EXERCISE GOAL
Extract each line in the records below that contains the word "umbrella". Case matters.

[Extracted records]
* Start *

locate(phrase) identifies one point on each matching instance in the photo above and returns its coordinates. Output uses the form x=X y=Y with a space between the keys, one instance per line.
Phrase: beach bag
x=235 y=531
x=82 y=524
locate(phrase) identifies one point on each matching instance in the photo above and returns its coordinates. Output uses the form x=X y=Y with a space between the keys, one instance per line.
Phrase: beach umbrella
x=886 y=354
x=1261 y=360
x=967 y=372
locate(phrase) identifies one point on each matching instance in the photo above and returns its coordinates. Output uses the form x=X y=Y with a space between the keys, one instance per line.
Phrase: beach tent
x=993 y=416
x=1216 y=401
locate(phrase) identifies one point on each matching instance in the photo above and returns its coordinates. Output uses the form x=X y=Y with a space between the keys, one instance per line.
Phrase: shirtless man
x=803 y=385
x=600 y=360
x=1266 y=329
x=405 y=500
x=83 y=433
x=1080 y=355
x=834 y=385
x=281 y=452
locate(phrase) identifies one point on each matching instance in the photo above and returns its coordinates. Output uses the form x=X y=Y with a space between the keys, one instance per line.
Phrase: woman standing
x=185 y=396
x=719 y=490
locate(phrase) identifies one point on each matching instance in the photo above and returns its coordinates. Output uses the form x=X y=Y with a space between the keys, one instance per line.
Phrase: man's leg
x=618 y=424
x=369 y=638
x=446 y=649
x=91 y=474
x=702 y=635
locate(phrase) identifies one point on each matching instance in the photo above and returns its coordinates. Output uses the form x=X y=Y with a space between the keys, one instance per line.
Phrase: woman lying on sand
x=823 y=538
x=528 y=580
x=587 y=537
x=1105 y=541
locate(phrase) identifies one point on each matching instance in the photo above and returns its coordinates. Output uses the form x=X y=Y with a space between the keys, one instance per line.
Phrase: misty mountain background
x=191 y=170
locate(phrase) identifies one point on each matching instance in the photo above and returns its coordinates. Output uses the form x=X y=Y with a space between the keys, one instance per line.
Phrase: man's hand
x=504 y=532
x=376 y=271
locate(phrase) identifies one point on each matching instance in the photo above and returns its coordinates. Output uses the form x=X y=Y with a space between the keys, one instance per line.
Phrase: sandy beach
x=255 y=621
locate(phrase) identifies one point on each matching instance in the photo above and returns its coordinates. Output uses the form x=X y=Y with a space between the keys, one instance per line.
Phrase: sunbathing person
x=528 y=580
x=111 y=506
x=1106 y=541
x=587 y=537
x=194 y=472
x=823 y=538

* End *
* Start *

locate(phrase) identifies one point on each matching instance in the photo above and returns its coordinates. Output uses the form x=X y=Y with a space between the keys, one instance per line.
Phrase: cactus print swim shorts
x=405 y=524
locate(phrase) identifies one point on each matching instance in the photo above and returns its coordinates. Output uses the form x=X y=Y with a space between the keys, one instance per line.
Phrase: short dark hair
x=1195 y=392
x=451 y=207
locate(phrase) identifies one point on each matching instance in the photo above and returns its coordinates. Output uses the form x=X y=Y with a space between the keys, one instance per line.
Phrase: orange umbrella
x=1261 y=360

* End *

CORRECT OUTPUT
Phrase: beach umbrella
Phrase: orange umbrella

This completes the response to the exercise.